YOUR INSTRUCTIONS ▸ Reproduce the material starting at the line containing "Where can you see the side mirror" and ending at the end of the material, requests included, adding -71 to every coordinate value in the answers.

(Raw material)
== == ==
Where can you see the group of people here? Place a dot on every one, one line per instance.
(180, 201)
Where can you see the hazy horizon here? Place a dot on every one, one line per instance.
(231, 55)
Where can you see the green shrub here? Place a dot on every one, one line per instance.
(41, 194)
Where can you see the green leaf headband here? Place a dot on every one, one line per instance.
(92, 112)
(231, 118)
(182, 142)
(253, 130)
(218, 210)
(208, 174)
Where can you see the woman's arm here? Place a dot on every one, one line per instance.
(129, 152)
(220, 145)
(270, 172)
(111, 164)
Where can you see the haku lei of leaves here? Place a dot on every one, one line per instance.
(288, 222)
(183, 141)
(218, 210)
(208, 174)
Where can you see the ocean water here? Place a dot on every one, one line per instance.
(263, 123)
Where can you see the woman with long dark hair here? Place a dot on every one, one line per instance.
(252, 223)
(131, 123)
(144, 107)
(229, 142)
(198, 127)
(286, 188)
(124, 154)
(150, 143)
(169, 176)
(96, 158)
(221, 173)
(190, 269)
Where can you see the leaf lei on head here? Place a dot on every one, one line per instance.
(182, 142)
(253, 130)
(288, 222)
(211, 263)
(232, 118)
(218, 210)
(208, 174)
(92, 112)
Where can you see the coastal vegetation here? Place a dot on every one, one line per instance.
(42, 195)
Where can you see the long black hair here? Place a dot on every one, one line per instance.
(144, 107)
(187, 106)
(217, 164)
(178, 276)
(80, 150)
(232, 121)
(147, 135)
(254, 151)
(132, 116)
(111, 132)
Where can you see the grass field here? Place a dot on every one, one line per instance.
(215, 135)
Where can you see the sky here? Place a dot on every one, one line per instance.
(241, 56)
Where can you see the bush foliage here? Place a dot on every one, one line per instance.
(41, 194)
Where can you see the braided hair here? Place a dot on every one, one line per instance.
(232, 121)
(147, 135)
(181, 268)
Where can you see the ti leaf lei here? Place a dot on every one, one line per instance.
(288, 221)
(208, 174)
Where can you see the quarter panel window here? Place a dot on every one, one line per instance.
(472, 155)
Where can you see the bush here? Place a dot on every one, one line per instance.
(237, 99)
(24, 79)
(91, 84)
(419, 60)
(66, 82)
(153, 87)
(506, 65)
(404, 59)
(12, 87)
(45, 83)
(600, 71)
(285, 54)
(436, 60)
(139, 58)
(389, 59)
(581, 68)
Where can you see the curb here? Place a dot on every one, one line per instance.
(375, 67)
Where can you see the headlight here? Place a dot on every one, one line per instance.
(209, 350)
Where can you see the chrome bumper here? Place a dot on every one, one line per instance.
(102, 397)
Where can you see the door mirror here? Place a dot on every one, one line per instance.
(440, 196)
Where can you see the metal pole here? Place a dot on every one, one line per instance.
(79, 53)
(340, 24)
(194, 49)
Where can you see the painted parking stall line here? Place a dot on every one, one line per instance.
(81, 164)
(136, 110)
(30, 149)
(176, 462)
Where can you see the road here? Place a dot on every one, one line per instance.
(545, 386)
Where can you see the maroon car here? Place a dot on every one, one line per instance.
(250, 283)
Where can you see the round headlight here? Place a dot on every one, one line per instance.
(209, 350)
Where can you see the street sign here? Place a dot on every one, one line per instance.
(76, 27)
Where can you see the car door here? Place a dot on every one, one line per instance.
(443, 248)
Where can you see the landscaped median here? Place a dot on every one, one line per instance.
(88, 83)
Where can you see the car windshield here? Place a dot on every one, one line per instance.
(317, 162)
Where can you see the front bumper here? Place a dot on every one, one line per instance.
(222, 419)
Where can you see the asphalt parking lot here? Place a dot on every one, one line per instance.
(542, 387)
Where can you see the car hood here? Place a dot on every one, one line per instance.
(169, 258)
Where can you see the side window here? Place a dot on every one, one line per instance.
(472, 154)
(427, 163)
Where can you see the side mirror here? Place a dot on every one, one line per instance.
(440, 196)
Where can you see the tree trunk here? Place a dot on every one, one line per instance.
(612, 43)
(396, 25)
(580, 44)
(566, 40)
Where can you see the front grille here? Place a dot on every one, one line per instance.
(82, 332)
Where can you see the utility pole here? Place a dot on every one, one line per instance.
== == ==
WRITTEN ANSWER ▸
Where can you see the side mirror here? Place a dot on every one, one line per instance.
(369, 125)
Where can you see the tree trunk here? Place a dot on every one, one line per instance.
(541, -28)
(325, -46)
(509, -27)
(495, -31)
Where can you see the front grille here? Place a dot on every one, one line per instance.
(11, 261)
Where can you see the utility pole here? Place a dot on every one, one line per instance.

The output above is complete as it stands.